_ЦЕЛЬ ЗАДАНИЯ_
Процитируйте из приведенного ниже текста о Николае Работнове отрывок от слов «Физик-атомщик по образованию» до слов «остроумного литературного критика.» включительно.

_ФРАГМЕНТ ДЛЯ ЧТЕНИЯ_
+ + + + +

Опубликовано в журнале Знамя, номер 7, 2005
Такой рубрики в “Знамени” никогда еще не было.
Ну так и авторы, такие, как Николай Семенович Работнов, встречаются далеко не каждый день.
Физик-атомщик по образованию и основному роду деятельности, он по мере упрочения сотрудничества с нашим журналом раскрылся еще и как превосходный прозаик-мемуарист, интересный поэт, яркий переводчик, человек энциклопедических познаний в экономике, в социальной сфере, в культуре. И это если не считать статей о современной поэзии и прозе, представляющих Николая Работнова как вполне профессионального, независимого и, что редкость, остроумного литературного критика.
Поэтому и свою премию редакция вручала ему в 2001 году по тоже беспрецедентной для нас номинации — “За творческий универсализм”.

+ + + + +

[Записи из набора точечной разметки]
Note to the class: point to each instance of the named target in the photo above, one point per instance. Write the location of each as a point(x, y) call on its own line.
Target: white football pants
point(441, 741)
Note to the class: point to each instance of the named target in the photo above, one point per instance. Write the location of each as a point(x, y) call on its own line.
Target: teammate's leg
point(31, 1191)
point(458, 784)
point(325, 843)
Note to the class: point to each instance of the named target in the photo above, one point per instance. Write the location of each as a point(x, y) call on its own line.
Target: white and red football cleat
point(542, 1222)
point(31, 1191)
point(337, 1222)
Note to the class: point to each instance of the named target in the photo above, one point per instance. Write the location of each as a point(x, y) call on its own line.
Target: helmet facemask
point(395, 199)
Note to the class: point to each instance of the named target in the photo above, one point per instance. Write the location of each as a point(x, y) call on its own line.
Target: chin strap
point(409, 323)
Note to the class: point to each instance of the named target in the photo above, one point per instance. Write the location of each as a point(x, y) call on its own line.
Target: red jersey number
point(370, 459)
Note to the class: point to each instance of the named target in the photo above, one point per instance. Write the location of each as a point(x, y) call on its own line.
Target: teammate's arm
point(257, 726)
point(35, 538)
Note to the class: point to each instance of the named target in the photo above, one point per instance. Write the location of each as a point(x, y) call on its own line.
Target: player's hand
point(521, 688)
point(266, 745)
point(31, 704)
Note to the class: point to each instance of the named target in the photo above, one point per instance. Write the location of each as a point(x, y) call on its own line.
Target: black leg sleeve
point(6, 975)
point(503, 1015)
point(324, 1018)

+ + + + +

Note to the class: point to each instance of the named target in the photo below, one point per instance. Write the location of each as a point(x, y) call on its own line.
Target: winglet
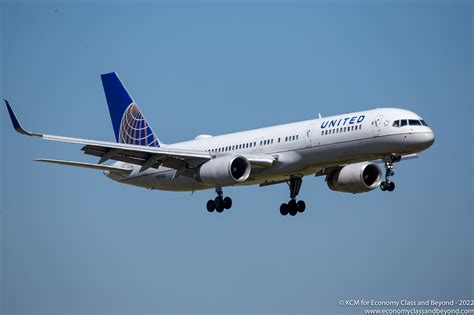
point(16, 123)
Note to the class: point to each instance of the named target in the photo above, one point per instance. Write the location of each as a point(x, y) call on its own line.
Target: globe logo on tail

+ + + + +

_РЕЗУЛЬТАТ УПРАЖНЕНИЯ_
Физик-атомщик по образованию и основному роду деятельности, он по мере упрочения сотрудничества с нашим журналом раскрылся еще и как превосходный прозаик-мемуарист, интересный поэт, яркий переводчик, человек энциклопедических познаний в экономике, в социальной сфере, в культуре. И это если не считать статей о современной поэзии и прозе, представляющих Николая Работнова как вполне профессионального, независимого и, что редкость, остроумного литературного критика.